Problem description
Repeat exactly, and only, the lines from the one containing "The locate routine indicates the man's" through the end of the records.
** start of The records **
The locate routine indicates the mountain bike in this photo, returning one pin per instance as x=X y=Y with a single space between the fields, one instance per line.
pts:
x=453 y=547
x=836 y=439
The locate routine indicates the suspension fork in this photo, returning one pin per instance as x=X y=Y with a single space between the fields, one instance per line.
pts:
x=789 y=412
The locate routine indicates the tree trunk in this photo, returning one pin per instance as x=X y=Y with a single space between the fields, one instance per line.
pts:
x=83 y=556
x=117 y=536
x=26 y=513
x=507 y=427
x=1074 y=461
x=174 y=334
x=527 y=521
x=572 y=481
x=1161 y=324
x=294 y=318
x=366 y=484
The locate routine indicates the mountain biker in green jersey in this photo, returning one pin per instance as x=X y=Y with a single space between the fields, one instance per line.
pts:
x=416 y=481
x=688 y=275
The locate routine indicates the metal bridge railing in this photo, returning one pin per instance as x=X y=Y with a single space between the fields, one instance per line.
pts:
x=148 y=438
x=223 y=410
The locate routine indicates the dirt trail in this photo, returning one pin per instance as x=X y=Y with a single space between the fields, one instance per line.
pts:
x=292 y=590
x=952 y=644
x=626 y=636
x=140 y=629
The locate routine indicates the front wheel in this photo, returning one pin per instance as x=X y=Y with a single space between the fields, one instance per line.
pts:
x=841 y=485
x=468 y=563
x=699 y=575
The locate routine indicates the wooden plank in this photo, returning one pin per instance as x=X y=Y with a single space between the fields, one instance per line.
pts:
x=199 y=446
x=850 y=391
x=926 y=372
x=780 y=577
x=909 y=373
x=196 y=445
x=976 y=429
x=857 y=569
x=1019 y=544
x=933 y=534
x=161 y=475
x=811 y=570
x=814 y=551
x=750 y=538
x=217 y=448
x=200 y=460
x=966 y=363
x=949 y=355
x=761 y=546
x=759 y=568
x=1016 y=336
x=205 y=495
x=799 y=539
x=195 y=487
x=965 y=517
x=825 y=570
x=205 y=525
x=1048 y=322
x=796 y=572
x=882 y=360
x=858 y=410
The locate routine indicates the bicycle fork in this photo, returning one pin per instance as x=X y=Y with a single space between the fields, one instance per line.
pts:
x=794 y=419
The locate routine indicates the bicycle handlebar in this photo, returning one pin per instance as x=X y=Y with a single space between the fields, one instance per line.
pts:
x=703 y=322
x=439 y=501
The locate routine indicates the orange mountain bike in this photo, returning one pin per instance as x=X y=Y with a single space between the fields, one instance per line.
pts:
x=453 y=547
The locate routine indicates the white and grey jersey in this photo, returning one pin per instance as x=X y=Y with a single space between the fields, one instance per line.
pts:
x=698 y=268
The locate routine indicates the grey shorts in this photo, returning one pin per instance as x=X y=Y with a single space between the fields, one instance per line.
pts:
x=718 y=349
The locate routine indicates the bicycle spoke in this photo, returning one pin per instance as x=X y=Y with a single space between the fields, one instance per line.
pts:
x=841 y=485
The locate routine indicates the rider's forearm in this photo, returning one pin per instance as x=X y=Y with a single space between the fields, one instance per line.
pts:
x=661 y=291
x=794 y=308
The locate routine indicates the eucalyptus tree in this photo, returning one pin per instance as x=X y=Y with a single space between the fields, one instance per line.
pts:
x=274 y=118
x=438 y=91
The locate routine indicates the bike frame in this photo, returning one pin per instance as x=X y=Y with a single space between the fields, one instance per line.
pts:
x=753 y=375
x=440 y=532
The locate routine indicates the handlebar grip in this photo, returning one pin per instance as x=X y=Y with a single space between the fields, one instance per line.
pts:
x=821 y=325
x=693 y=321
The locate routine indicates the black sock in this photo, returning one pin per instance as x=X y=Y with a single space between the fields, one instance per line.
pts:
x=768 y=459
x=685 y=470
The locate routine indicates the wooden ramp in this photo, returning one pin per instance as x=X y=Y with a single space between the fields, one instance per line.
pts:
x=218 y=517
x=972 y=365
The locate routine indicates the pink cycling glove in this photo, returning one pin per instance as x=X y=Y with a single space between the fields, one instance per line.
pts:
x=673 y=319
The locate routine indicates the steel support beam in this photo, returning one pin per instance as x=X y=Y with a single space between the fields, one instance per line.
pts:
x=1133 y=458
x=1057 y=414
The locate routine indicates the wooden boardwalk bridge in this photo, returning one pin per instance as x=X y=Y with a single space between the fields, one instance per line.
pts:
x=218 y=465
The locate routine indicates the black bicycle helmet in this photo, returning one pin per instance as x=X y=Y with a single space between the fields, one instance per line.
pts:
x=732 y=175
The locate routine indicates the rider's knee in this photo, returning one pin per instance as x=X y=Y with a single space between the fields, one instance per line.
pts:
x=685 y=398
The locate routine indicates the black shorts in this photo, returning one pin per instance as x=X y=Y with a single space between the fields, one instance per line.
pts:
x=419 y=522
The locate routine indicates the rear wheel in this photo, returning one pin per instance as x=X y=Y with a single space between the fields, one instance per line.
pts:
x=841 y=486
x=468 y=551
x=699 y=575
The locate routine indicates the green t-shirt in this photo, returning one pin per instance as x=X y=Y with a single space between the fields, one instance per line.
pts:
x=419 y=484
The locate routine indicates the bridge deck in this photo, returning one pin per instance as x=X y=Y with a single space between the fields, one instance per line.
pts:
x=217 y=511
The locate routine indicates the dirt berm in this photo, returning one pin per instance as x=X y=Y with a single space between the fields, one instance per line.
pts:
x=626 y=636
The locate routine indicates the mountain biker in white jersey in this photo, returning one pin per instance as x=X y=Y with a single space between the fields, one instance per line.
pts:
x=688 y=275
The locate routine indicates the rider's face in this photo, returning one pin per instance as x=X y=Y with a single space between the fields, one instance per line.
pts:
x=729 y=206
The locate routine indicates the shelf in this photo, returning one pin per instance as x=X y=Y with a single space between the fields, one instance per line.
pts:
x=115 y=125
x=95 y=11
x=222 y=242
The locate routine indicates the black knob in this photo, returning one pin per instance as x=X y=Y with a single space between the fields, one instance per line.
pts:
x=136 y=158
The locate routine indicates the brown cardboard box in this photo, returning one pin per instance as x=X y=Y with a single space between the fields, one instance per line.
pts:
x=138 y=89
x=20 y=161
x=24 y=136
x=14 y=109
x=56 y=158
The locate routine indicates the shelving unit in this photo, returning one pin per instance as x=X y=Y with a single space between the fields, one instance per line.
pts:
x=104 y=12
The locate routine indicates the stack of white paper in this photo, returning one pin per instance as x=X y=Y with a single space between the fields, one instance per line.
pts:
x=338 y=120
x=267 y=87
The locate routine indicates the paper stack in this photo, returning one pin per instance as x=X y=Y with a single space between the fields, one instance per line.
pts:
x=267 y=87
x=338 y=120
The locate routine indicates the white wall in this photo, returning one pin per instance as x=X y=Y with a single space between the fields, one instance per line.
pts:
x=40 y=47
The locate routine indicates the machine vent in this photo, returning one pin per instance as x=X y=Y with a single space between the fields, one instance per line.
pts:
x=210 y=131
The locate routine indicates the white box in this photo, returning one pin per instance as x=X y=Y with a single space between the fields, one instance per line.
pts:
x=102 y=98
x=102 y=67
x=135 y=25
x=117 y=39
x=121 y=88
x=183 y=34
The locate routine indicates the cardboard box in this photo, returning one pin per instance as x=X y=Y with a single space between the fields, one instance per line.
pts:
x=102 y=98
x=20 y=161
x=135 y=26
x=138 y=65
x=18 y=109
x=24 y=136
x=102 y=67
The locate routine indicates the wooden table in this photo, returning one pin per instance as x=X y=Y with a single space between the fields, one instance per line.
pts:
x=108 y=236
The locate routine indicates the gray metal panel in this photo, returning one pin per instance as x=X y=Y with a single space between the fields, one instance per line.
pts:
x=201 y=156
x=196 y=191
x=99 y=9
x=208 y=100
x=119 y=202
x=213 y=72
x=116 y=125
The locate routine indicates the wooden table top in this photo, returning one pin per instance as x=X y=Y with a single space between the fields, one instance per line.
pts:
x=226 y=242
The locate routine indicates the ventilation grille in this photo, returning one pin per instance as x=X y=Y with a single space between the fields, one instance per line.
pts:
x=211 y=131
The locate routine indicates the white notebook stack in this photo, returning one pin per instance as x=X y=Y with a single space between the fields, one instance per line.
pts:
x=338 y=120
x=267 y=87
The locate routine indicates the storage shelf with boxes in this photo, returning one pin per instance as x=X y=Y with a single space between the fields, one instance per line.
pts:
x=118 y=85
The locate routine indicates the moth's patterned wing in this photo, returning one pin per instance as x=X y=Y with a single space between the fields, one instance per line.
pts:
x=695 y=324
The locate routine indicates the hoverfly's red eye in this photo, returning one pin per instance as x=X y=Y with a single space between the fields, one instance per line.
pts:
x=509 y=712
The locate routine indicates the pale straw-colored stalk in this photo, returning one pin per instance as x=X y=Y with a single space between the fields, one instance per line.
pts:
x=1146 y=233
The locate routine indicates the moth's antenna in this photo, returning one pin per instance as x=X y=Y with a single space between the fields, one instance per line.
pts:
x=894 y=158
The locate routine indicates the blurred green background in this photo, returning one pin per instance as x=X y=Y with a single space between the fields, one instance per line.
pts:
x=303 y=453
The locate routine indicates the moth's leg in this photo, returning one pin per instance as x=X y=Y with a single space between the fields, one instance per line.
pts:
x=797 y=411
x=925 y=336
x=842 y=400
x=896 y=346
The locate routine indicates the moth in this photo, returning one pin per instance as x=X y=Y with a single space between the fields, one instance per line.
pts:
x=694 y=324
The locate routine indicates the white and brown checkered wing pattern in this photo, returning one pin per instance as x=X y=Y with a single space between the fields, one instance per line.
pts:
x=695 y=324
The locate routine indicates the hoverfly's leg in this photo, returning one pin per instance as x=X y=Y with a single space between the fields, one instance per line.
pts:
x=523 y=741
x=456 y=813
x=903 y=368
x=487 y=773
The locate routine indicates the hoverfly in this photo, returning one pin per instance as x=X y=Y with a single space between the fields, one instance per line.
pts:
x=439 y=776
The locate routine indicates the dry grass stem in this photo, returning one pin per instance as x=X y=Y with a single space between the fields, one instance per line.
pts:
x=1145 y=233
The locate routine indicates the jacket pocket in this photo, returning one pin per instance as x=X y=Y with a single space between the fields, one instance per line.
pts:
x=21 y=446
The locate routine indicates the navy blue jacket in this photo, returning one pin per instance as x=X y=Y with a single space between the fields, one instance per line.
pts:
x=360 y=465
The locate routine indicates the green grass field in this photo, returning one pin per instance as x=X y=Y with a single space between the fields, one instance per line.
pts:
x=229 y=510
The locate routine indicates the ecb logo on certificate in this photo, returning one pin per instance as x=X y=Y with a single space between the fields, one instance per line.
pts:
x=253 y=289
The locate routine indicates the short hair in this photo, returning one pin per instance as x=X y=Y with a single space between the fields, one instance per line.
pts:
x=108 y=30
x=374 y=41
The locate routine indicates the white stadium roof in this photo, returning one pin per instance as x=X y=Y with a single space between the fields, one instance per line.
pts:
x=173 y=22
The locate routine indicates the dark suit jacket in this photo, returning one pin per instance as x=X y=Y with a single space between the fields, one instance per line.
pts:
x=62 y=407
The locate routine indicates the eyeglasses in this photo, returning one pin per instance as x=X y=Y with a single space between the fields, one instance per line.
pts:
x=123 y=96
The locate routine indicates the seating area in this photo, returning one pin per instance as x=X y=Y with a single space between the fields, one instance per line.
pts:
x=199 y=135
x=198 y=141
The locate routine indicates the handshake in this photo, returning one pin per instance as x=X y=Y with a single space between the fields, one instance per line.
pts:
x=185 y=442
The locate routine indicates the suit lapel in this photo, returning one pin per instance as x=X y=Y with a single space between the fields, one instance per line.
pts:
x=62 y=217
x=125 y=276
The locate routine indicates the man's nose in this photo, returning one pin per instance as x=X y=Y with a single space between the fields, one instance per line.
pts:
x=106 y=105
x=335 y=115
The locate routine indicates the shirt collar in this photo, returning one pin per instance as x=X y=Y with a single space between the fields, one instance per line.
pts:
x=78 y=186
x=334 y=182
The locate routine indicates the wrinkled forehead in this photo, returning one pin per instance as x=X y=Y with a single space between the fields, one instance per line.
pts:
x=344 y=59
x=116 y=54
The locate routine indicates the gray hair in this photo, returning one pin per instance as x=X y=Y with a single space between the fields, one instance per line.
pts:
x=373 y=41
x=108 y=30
** end of The records **
Task output
The locate routine indicates the man's nose in this photo, returning one pin per instance as x=X y=Y with a single space between the fields, one instance per line.
pts:
x=106 y=105
x=335 y=115
The locate routine indicates the shirt collar in this photo, returning one pin per instance as x=X y=Y with a single space between the fields, one instance per line.
pts:
x=78 y=186
x=334 y=182
The locate routine indicates the wrinkled forehead in this photo, returning one pin per instance as x=X y=Y with a single space between the fields, one instance per line.
pts:
x=344 y=59
x=116 y=54
The locate routine indicates the gray hair in this photo, returning one pin per instance as x=X y=Y with a single space between the fields, one instance per line.
pts:
x=373 y=41
x=108 y=30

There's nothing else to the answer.